— STORED DATA —
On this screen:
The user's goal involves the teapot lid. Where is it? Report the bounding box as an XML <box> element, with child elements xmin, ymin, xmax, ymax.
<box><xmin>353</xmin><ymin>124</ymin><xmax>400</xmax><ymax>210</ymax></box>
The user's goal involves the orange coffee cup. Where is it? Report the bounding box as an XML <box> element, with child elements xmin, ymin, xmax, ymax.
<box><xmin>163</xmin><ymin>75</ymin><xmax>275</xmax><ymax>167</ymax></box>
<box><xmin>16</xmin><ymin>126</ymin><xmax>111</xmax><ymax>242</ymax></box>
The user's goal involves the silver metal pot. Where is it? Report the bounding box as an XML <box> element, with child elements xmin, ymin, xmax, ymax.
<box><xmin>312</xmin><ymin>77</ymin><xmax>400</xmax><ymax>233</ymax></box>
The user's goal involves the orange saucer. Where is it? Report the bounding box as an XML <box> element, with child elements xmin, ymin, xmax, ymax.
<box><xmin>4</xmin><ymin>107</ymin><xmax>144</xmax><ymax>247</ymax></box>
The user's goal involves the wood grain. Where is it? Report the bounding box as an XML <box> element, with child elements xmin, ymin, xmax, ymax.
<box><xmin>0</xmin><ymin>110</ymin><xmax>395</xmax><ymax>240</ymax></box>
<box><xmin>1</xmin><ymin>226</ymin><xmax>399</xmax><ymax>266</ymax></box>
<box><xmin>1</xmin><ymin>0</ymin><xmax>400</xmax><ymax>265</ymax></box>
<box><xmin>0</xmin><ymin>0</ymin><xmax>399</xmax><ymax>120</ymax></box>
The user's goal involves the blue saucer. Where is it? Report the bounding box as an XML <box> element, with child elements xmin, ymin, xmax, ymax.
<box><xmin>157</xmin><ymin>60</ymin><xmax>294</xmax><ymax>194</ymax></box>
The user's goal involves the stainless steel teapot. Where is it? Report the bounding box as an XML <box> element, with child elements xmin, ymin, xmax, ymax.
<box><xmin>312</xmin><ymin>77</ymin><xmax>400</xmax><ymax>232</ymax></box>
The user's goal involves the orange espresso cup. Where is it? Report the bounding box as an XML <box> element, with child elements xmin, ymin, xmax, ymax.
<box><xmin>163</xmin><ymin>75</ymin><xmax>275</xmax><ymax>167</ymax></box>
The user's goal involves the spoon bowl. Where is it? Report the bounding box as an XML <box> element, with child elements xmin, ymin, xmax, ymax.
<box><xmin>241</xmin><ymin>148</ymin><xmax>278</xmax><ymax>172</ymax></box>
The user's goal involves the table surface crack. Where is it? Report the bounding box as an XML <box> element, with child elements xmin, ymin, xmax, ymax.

— REQUIREMENT —
Retype the entire listing exactly.

— RESULT FOR THIS EXERCISE —
On this screen:
The user's goal involves the teapot lid. Where is it? Report the bounding box as an XML <box> element, with child elements xmin, ymin, xmax, ymax.
<box><xmin>353</xmin><ymin>124</ymin><xmax>400</xmax><ymax>210</ymax></box>
The user's goal involves the orange coffee cup. Where is it? Report the bounding box as an XML <box> element, with child elements xmin, ymin, xmax, ymax.
<box><xmin>163</xmin><ymin>75</ymin><xmax>275</xmax><ymax>167</ymax></box>
<box><xmin>16</xmin><ymin>126</ymin><xmax>111</xmax><ymax>242</ymax></box>
The user's goal involves the silver metal pot. Where is it? Report the bounding box as an XML <box> element, with child elements xmin, ymin, xmax, ymax.
<box><xmin>312</xmin><ymin>77</ymin><xmax>400</xmax><ymax>233</ymax></box>
The user's goal involves the orange saucer. Where is it? Report the bounding box as an XML <box> element, with child elements xmin, ymin, xmax, ymax.
<box><xmin>4</xmin><ymin>107</ymin><xmax>144</xmax><ymax>247</ymax></box>
The user's goal involves the wood grain. Where is it? Report the bounding box as an XML <box> element, with child elements xmin, ymin, xmax, ymax.
<box><xmin>0</xmin><ymin>110</ymin><xmax>395</xmax><ymax>240</ymax></box>
<box><xmin>1</xmin><ymin>226</ymin><xmax>399</xmax><ymax>266</ymax></box>
<box><xmin>1</xmin><ymin>0</ymin><xmax>400</xmax><ymax>265</ymax></box>
<box><xmin>0</xmin><ymin>0</ymin><xmax>399</xmax><ymax>120</ymax></box>
The user's goal involves the blue saucer. Where is it? Report the bounding box as an XML <box> element, with child elements xmin, ymin, xmax, ymax.
<box><xmin>157</xmin><ymin>60</ymin><xmax>294</xmax><ymax>194</ymax></box>
The user's goal involves the stainless steel teapot. Where is it? Report the bounding box as an XML <box> element, with child elements xmin, ymin, xmax, ymax.
<box><xmin>312</xmin><ymin>77</ymin><xmax>400</xmax><ymax>232</ymax></box>
The user's goal involves the orange espresso cup. Where is it? Report the bounding box as an XML <box> element, with child elements xmin, ymin, xmax, ymax.
<box><xmin>163</xmin><ymin>75</ymin><xmax>275</xmax><ymax>167</ymax></box>
The user's goal involves the spoon bowl. Where is it? Report the bounding box as an XML <box> element, with child elements xmin, ymin, xmax, ymax.
<box><xmin>241</xmin><ymin>148</ymin><xmax>278</xmax><ymax>172</ymax></box>
The user's goal involves the table surface crack. Where is it? Report the bounding box as an XML <box> element, with child elements xmin, ymin, xmax, ymax.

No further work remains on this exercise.